State v. Google LLC
State v. Google LLC
2024 WL 1691623 (E.D. Tex. 2024)
April 15, 2024
Moran, David T., Special Master
Summary
The Court denied the Texas Agencies' motions to quash deposition subpoenas and for protective orders filed by Google LLC, finding that the State of Texas's status as a plaintiff in the case waived any sovereign immunity held by the State and its agencies. The Court also rejected the State Agencies' argument that the information sought by Google's deposition subpoena was too old and that they did not have sufficient time to prepare a witness.
Additional Decisions
THE STATE OF TEXAS, ET AL.
v.
GOOGLE LLC
v.

_Location identification entries:_
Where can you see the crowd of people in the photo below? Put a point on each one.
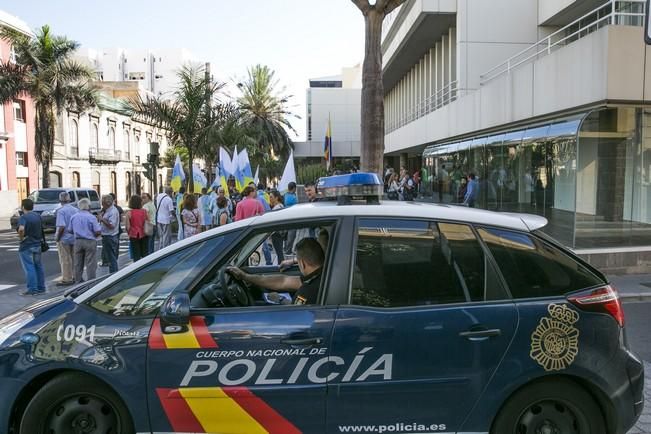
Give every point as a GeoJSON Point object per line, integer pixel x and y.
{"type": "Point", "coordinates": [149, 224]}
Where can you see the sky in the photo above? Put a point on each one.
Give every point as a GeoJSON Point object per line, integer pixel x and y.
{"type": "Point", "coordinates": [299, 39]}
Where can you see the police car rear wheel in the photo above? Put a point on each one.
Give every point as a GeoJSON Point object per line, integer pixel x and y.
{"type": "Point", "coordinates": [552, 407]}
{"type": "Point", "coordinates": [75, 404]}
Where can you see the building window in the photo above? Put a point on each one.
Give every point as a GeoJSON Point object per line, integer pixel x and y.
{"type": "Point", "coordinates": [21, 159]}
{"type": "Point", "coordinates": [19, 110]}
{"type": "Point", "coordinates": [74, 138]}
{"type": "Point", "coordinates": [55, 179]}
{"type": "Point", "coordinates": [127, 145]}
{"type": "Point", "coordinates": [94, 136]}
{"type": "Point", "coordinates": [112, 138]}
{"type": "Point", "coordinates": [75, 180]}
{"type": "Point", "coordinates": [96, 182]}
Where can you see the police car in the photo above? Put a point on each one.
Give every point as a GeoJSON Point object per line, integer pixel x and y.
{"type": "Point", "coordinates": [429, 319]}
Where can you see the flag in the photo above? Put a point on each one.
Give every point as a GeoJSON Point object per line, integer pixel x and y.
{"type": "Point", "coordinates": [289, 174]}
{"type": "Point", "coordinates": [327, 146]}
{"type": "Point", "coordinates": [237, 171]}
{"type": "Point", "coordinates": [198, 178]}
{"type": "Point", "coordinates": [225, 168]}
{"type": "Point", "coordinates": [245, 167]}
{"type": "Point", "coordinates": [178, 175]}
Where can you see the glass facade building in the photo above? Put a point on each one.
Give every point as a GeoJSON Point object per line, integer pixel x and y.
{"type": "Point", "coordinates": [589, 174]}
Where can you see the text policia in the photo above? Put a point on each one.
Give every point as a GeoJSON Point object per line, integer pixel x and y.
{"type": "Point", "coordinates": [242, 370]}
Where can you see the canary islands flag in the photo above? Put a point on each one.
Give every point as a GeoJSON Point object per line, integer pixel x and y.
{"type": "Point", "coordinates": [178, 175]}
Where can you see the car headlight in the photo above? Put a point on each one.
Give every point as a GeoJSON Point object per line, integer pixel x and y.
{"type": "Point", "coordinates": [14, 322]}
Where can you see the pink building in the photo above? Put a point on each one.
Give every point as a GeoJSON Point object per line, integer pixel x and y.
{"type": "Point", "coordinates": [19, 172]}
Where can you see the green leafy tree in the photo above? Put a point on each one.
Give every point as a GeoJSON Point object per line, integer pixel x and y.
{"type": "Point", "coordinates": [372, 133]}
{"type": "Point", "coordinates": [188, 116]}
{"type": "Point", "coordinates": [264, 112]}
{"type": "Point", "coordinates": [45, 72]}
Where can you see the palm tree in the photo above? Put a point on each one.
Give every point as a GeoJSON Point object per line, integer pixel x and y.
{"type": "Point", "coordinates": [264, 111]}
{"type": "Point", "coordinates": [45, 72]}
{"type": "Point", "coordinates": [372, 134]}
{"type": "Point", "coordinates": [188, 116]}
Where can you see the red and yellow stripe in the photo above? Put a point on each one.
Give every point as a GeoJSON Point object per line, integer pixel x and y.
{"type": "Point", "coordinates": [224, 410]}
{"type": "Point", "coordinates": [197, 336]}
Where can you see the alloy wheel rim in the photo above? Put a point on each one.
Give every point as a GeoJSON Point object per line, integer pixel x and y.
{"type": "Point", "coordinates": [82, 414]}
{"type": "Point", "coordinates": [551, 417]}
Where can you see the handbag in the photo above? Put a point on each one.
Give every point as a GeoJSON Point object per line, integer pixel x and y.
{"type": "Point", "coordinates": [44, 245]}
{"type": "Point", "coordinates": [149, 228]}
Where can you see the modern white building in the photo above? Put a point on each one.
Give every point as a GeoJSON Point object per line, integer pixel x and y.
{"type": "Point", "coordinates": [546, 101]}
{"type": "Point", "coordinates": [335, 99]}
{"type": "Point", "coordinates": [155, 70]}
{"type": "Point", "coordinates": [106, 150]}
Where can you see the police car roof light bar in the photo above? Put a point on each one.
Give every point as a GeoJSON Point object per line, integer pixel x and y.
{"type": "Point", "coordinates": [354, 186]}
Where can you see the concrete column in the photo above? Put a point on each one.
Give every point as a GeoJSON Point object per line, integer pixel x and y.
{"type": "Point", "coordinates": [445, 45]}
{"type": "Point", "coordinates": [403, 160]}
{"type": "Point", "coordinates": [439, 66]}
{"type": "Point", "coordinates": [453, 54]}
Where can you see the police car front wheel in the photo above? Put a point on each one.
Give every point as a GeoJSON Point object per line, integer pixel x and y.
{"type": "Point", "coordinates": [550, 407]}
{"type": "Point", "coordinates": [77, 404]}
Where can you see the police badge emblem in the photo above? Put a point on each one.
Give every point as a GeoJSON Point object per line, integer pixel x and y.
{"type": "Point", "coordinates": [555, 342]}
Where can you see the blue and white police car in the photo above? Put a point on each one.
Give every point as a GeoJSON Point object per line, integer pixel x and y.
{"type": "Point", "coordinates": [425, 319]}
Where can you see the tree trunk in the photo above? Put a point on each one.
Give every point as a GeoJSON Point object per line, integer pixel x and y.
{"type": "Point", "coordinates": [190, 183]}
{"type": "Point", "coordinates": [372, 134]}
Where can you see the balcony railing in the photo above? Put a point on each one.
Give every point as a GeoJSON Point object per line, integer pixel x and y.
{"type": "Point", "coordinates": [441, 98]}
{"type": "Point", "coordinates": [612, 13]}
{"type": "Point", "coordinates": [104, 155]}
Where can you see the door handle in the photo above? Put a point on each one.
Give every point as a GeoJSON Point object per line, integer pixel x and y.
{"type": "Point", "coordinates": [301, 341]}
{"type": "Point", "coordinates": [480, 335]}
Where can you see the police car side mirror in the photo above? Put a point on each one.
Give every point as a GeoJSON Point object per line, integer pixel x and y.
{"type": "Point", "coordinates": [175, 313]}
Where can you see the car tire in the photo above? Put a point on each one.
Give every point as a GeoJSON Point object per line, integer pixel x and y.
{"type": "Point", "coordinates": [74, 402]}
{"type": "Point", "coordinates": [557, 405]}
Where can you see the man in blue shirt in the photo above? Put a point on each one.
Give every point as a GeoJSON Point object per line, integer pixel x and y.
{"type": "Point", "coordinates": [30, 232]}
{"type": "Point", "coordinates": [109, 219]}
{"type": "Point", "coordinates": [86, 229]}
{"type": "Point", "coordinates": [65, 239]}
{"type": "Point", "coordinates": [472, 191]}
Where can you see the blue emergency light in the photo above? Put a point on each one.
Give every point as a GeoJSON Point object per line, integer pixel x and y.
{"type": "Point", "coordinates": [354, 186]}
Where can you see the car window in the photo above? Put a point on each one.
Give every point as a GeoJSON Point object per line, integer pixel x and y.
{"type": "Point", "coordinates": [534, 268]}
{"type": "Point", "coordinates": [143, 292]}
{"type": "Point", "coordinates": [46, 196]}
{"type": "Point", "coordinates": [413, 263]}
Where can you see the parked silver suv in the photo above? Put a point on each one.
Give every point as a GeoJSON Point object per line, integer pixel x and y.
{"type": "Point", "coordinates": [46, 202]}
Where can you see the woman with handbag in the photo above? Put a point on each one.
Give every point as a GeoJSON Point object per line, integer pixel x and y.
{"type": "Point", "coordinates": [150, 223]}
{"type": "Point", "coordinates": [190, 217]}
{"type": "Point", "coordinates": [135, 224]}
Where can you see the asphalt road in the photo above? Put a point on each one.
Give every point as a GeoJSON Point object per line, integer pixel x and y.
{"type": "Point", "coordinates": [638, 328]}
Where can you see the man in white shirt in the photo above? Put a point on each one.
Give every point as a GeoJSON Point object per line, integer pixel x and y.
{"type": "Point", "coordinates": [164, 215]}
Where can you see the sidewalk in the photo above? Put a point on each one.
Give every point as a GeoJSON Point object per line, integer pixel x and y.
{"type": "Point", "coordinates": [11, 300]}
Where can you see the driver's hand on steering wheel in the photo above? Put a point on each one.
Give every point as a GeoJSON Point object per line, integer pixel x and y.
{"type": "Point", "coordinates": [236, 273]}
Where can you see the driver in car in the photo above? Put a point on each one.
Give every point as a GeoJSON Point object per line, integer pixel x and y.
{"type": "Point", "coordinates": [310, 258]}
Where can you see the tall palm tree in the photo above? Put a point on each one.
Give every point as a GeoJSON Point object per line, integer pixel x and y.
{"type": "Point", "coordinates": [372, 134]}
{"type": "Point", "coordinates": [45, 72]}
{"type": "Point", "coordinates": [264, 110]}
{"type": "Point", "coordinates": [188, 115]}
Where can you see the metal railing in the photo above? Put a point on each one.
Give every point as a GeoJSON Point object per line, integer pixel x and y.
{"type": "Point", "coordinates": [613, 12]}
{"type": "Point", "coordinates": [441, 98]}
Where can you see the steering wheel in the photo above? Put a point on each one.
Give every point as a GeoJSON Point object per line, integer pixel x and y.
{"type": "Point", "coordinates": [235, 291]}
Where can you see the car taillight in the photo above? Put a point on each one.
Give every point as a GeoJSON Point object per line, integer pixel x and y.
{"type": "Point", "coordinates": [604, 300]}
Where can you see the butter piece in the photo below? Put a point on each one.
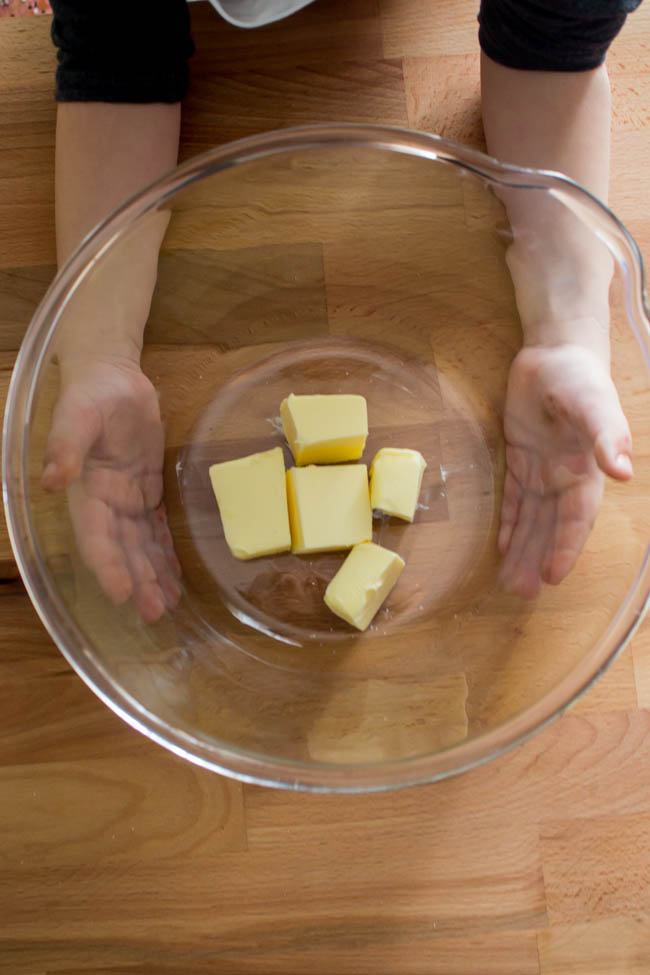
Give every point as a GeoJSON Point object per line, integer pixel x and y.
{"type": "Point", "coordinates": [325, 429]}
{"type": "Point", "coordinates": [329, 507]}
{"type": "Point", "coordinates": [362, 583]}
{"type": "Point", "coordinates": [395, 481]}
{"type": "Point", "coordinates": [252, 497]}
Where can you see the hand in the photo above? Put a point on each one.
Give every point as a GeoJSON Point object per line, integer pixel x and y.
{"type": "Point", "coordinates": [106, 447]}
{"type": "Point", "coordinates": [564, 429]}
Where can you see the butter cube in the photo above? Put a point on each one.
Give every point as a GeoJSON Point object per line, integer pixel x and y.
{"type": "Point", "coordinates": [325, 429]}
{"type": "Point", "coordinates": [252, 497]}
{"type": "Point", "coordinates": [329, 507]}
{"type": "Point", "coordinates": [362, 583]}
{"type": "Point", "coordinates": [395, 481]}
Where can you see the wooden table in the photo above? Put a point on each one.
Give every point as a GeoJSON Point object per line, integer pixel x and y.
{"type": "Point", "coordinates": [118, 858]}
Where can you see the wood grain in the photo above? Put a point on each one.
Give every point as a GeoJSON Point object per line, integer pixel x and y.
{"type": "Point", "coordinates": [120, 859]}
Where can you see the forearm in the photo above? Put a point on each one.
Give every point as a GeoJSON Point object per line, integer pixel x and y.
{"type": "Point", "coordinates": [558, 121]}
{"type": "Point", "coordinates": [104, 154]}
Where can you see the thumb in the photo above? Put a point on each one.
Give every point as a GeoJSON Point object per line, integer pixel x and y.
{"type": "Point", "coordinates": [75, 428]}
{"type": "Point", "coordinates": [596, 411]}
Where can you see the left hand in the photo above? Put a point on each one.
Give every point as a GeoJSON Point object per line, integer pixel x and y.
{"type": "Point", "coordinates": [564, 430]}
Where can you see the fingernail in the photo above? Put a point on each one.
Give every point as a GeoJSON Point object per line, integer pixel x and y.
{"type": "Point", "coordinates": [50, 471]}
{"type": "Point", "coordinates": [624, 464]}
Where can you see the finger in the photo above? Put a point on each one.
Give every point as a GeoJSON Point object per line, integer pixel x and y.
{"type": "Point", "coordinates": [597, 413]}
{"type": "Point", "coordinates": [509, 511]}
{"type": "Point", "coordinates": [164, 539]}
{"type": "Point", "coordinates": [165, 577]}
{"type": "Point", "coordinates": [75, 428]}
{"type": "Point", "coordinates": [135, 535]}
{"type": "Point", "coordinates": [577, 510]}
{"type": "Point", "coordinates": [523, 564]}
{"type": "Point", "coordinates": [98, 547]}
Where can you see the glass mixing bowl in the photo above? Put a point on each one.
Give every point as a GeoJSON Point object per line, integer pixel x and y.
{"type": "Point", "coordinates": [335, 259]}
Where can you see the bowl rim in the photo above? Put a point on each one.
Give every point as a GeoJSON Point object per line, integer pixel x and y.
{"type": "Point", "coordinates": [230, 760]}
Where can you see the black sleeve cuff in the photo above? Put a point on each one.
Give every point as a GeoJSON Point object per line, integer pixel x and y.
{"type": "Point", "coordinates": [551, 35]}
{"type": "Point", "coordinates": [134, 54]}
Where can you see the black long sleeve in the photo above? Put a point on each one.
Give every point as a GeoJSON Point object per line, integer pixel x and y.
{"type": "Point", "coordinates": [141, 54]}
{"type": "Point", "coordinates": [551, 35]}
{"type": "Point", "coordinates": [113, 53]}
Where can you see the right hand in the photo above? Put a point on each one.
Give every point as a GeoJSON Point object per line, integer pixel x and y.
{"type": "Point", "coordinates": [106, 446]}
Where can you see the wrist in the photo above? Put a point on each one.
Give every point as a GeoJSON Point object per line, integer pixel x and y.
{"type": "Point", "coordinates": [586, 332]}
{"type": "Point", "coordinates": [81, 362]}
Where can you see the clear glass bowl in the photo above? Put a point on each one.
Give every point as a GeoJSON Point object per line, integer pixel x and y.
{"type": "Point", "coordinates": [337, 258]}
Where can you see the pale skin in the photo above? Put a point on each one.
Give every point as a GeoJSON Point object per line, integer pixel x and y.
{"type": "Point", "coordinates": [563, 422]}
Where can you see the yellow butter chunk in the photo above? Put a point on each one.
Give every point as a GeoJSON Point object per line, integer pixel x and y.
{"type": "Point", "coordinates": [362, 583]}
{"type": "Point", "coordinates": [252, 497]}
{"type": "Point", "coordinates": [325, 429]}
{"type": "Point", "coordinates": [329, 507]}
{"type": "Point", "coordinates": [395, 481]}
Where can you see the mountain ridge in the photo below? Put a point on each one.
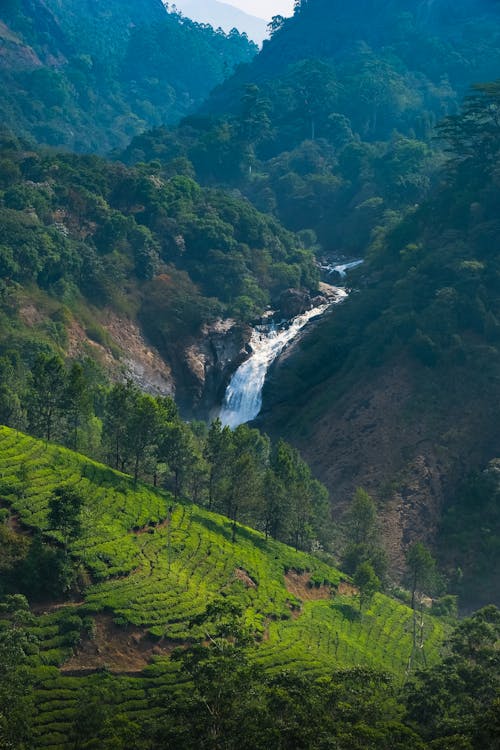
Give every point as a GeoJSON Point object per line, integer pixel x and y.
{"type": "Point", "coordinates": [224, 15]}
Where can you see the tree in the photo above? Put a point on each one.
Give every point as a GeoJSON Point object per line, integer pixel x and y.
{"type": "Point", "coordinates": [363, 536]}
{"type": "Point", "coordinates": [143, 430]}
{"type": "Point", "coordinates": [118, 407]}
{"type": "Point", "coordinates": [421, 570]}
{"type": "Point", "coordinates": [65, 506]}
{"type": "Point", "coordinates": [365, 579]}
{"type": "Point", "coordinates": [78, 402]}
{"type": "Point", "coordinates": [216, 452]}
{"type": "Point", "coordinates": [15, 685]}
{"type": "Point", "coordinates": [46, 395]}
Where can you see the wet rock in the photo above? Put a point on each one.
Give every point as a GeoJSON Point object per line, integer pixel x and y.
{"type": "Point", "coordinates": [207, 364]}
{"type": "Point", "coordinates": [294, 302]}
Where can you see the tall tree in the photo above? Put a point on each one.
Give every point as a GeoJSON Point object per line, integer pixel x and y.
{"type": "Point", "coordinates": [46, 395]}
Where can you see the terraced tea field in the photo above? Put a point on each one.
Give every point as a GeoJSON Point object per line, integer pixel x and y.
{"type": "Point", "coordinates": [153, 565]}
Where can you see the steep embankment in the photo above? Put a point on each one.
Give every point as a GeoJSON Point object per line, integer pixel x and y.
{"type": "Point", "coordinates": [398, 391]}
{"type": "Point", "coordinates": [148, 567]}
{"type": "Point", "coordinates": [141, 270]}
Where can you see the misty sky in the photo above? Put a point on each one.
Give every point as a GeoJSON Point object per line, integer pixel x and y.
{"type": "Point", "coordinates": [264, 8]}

_WHAT THIS EXERCISE ASKS:_
a – According to the court ruling, what did the State of Texas's status as a plaintiff waive?
b – Find each line in the records that contains the word "steering" and copy those lines.

_SOLUTIONS:_
a – Any sovereign immunity held by the State and its agencies.

b –
Where can you see the driver's hand on steering wheel in the photo above? Put a point on each one.
Where can you see the steering wheel in the photo above? Put a point on each one.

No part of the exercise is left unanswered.